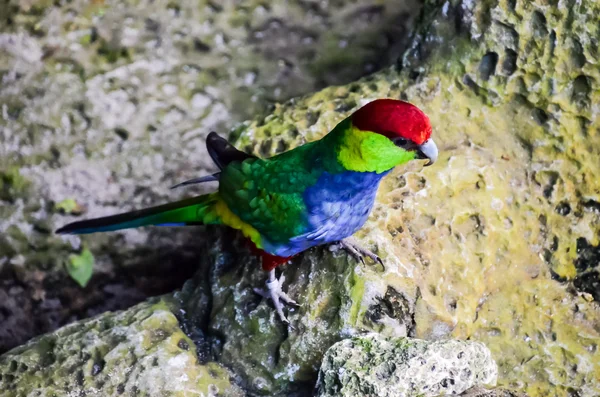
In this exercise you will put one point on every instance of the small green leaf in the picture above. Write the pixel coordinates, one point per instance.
(80, 267)
(69, 206)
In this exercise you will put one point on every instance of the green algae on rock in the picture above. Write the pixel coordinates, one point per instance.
(484, 392)
(247, 335)
(108, 103)
(485, 241)
(141, 351)
(373, 366)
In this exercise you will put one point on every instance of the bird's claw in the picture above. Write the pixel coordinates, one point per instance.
(350, 245)
(276, 294)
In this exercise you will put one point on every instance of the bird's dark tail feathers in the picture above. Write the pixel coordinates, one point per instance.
(194, 211)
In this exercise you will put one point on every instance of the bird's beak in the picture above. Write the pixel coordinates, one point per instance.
(428, 150)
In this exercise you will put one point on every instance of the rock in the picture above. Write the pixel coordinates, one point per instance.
(107, 104)
(483, 392)
(483, 245)
(141, 351)
(371, 365)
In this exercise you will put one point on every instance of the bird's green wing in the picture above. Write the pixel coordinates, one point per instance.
(268, 194)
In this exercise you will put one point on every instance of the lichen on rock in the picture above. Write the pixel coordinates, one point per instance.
(108, 102)
(141, 351)
(371, 365)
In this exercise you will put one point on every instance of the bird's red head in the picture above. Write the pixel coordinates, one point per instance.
(394, 119)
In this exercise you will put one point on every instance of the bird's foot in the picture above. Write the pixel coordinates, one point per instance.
(275, 293)
(357, 251)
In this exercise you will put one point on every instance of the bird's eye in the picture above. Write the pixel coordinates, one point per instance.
(400, 141)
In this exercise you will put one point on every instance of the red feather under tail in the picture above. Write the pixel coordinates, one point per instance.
(269, 262)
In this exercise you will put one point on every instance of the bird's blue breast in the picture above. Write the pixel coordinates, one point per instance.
(337, 206)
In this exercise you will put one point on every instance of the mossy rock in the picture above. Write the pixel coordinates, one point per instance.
(481, 245)
(141, 351)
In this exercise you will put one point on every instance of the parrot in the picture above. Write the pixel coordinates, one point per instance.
(319, 193)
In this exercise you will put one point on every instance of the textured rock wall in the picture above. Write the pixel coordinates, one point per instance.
(105, 104)
(496, 242)
(141, 351)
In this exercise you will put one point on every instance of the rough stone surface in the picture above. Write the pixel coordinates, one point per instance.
(483, 392)
(495, 243)
(141, 351)
(371, 365)
(105, 104)
(483, 245)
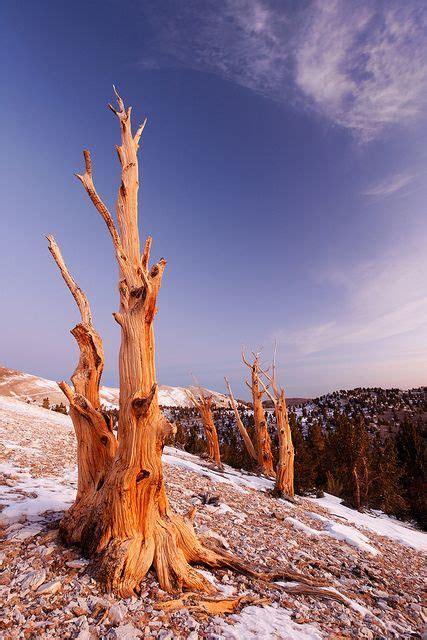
────────────────────
_WHAT YOU NEED TO DO:_ Your copy should hold only the lines from the one containing "the bird's red" through the last line of the listing, both included, retyped exactly and free of pictures.

_ANSWER TO THE PROBLEM:_
In this exercise you will put one point on every instance of the bird's red head in the picture above. Write the pixel coordinates, one point per instance.
(394, 119)
In this exercise you will put one point on every instance of the bird's foot in the picture above. Write the pixel coordinates, one point per instance.
(275, 293)
(357, 251)
In this exercise you will put one point on every instance of the bird's eye in the picture above. Write the pixel coordinates, one point per instance.
(400, 141)
In this exercise you will put one point on every instance of the red feather under tail in the picture above. Write the pixel coordinates, one point per instance.
(269, 262)
In this exercise you will put one point on every instance of the bird's blue breast in the picture above. Write the pixel coordinates, one point per instance.
(337, 206)
In this exercise you will put one point on every instance of the mossy rock in the picture above. Write the pixel coordinates, one point per instance.
(481, 245)
(141, 351)
In this exercise you will put one point on every instance of the parrot in the picture above. Write the pixel coordinates, one point per instance.
(319, 193)
In this exercise you will put one point on every instance of the textured rock wall in the picture above. Write the pixel coordinates, one point per instance.
(105, 104)
(496, 242)
(141, 351)
In this exercise you will put one point on every instance of the rough stone surface in the picture above. Write the pixel coordinates, one point per instance.
(483, 392)
(495, 243)
(141, 351)
(371, 365)
(105, 104)
(483, 245)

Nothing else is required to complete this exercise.